QUOTED TEXT:
◆ ◆ ◆

Let’s get something straight: running a vulnerability scan and calling it a “security audit” is like checking your oil and calling it a full vehicle inspection. It’s not the same thing. Not even close.
A real security audit is a structured, methodical review of your entire environment: your people, your devices, your data, and the policies that connect them all. It’s designed to find the gaps before attackers do. Before your cyber insurance carrier does. Before a regulator shows up asking uncomfortable questions.
If you’re running a business in Phoenix: especially in healthcare, legal, or finance: this isn’t optional anymore. It’s table stakes for staying operational and insurable.
Here’s exactly what we look at, why it matters, and what you’ll actually get when we’re done.
Why Your Insurance Carrier Cares More Than You Think
Here’s a fun fact that keeps CFOs up at night: over 40% of cyber insurance claims get denied. The number one reason? Inadequate or missing security controls.

◆ ◆ ◆

SUPPLIED MATERIAL:
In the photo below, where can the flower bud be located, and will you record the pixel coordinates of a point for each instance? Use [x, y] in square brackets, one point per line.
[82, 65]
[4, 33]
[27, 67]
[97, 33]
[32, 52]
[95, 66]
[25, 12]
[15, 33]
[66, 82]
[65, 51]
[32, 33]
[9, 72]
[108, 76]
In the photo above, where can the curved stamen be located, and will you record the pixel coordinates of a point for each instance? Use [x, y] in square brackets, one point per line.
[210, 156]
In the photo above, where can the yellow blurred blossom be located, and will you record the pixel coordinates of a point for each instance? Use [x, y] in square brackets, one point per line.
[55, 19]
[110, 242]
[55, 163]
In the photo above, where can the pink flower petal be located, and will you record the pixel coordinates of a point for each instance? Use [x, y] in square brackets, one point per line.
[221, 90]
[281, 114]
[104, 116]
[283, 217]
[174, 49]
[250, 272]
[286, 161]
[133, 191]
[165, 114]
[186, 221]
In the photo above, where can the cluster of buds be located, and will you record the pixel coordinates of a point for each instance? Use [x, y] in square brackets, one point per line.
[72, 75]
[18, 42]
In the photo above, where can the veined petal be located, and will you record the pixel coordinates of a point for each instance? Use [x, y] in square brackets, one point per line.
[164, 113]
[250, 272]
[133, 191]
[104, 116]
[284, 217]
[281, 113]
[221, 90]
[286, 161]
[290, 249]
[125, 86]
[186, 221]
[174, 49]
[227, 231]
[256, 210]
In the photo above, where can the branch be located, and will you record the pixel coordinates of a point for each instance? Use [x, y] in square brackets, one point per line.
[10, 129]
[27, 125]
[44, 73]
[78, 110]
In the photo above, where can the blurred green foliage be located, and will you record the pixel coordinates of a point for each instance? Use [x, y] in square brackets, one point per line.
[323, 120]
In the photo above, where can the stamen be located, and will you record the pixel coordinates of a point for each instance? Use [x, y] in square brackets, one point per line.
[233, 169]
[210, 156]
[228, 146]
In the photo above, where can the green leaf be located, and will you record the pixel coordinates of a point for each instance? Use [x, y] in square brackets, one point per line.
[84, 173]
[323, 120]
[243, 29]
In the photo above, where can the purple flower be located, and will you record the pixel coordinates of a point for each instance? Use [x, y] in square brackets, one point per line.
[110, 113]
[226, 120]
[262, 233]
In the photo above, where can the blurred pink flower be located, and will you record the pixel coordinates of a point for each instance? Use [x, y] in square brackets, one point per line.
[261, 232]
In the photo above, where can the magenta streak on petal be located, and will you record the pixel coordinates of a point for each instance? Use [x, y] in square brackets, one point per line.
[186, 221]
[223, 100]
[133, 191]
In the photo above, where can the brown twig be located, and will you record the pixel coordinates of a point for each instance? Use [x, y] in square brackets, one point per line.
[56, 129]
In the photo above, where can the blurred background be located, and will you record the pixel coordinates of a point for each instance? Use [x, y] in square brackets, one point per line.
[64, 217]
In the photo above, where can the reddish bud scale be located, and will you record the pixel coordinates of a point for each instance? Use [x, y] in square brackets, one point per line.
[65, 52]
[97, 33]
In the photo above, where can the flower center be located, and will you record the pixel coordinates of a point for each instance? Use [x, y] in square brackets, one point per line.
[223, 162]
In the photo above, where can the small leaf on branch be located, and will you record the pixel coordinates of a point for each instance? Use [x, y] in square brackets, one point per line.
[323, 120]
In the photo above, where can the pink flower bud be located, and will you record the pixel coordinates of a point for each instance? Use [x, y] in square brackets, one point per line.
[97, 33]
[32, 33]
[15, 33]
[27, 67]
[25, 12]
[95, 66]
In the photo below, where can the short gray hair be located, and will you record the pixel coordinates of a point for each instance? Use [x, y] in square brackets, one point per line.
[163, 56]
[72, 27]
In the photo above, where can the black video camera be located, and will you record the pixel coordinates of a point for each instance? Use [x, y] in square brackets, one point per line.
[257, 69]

◆ ◆ ◆

EXERCISE PROMPT: Extend the text on security audits, starting after its final sentence about why cyber insurance claims are denied. The records are independent material and have no connection to the text on security audits.

REPLY:
Your carrier isn’t just asking if you have MFA. They’re asking if it’s enforced. They’re asking for proof. They’re asking about your backup testing schedule and your access control policies.
A security audit isn’t just about finding problems. It’s about producing the documentation and evidence that proves you’re actually doing what you say you’re doing. When (not if) something goes wrong, that documentation is the difference between a paid claim and a denial letter.
For businesses seeking HIPAA IT compliance in Phoenix or cybersecurity support in Arizona, this is non-negotiable.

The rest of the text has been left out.